**Goal of the exercise:** The answer must restate every record word for word.

■ ■ ■ ■

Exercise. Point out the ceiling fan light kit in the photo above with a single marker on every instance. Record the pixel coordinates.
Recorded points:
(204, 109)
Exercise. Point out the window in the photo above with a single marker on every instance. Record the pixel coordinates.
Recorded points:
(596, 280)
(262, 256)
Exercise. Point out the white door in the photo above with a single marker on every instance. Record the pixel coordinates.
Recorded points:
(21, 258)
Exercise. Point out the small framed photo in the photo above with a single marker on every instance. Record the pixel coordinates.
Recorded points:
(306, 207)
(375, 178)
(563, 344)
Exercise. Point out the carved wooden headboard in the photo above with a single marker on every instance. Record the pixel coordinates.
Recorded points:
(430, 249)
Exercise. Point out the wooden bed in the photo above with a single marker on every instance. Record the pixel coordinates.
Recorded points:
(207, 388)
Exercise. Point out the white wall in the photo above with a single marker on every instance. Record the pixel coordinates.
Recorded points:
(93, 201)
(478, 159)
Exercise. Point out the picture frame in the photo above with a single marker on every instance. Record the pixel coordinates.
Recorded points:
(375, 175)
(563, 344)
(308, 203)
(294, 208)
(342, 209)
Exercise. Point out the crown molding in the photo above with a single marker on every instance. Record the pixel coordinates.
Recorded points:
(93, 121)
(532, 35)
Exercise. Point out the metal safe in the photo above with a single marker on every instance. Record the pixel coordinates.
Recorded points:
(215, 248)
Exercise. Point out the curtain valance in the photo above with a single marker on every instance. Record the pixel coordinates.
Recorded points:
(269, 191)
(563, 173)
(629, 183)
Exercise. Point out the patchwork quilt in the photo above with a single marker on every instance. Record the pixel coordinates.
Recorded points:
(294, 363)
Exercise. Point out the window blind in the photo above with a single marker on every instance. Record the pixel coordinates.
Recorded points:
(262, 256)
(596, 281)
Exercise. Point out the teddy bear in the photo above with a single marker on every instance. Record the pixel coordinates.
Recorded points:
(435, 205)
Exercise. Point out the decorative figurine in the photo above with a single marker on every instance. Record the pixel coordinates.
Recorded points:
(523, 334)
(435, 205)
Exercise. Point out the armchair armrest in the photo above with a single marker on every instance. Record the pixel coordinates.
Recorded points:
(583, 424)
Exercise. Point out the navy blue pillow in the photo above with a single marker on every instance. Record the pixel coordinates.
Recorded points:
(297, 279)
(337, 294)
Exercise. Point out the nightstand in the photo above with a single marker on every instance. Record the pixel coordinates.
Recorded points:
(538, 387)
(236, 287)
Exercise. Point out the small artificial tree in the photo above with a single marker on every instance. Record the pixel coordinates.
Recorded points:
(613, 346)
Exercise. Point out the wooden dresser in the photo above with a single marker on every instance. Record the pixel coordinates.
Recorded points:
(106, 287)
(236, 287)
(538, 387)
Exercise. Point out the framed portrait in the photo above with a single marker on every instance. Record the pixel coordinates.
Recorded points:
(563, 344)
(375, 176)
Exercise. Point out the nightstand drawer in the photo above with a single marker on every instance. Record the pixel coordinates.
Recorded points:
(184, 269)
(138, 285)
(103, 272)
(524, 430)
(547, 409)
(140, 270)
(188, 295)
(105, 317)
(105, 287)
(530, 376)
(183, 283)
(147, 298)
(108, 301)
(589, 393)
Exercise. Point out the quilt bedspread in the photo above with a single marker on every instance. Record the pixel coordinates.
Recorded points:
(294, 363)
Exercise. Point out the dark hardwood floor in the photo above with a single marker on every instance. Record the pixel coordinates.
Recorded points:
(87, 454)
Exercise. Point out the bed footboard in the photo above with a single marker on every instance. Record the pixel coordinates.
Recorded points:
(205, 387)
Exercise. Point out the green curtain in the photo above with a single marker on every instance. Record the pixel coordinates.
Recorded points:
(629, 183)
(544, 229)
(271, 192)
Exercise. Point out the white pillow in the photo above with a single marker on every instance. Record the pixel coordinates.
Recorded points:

■ ■ ■ ■

**Answer section:**
Exercise. Point out the ceiling fan light kit in the photo above with a single marker on every instance. Record the pixel coordinates.
Recorded points:
(204, 109)
Exercise. Point out the window in the photo above with a single marker on every instance. Record the pixel coordinates.
Recorded points:
(596, 280)
(262, 256)
Exercise. Point out the white door in the photo above with a single marker on every instance. Record the pixel coordinates.
Recorded points:
(21, 258)
Exercise. Point out the small framed photo in the photo above with a single marker on every instance. Record the pixel coordinates.
Recorded points:
(306, 207)
(375, 178)
(563, 344)
Exercise. Point out the carved wooden headboard in the photo above with a single marker on every instance. Record the pixel coordinates.
Recorded points:
(430, 249)
Exercise. Point out the wooden bed in the photo above with a single marker on every instance. Record the pixel coordinates.
Recorded points:
(207, 388)
Exercise. Point out the white wall in the photo above with a single marker on every instance. Record the pixel coordinates.
Recorded points:
(93, 201)
(478, 159)
Exercise. Point out the picture frame in the photo above with a single marker on every instance. Record the pixel coordinates.
Recorded points:
(375, 175)
(563, 344)
(308, 203)
(294, 208)
(342, 209)
Exercise. Point out the crown molding in the photo above with a single marker on every instance. Record the pixel coordinates.
Recorded points:
(93, 121)
(532, 35)
Exercise. Point out the metal safe in the photo above with a single marker on every instance. Record the pixel coordinates.
Recorded points:
(215, 248)
Exercise. Point out the curtain valance in the photo above with a single marker on every instance. Record the pixel coordinates.
Recorded points:
(269, 191)
(563, 173)
(629, 183)
Exercise. Point out the patchwork quilt in the photo above with a single marker on every instance. Record the pixel coordinates.
Recorded points:
(294, 363)
Exercise. Point out the window blind in the photo above with a single marker on every instance. Record the pixel coordinates.
Recorded points:
(262, 256)
(596, 281)
Exercise. Point out the teddy bear in the photo above with a single marker on every instance. Record the pixel coordinates.
Recorded points:
(435, 205)
Exercise. Point out the decorative figurine in the photo above with a single marker on every instance. Record the pixel coordinates.
Recorded points:
(523, 334)
(435, 205)
Exercise. Point out the armchair armrest in the photo above with a single marker on every instance. Record the pixel coordinates.
Recorded points:
(583, 424)
Exercise. Point out the navy blue pillow in the photo above with a single marker on every instance. Record the pixel coordinates.
Recorded points:
(297, 279)
(337, 294)
Exercise. Point out the nightstand in the photo above with a single marker on every instance. Record the pixel coordinates.
Recorded points:
(538, 387)
(236, 287)
Exercise. Point out the small artificial tree in the photo above with a single marker on every instance. Record the pixel coordinates.
Recorded points:
(613, 346)
Exercise. Point out the wooden dresser in the photo above with a single marker on every instance. Record the pixel coordinates.
Recorded points:
(106, 287)
(236, 287)
(538, 387)
Exercise. Point out the framed portrait in the photo above with a single marker on every instance. Record the pixel coordinates.
Recorded points:
(563, 344)
(375, 176)
Exercise. Point out the nightstand drawer in the photo above with a single marker on every instance. Record the pixel coordinates.
Recorded points:
(184, 269)
(138, 285)
(103, 272)
(524, 430)
(547, 409)
(140, 270)
(188, 295)
(105, 317)
(105, 287)
(530, 376)
(183, 283)
(147, 298)
(108, 301)
(589, 393)
Exercise. Point out the quilt bedspread in the photo above with a single marker on every instance. Record the pixel coordinates.
Recorded points:
(294, 363)
Exercise. Point out the dark hardwood floor in the photo above with a single marker on every instance. Record the pixel coordinates.
Recorded points:
(87, 454)
Exercise. Point out the bed footboard in the photo above with a single marker on every instance. Record the pixel coordinates.
Recorded points:
(205, 387)
Exercise. Point out the green curtain in the photo above with a single marker on every instance. Record the pixel coordinates.
Recorded points:
(629, 183)
(544, 229)
(271, 192)
Exercise. Point out the white pillow in the photo above with a single marker on every instance. Record the pixel coordinates.
Recorded points:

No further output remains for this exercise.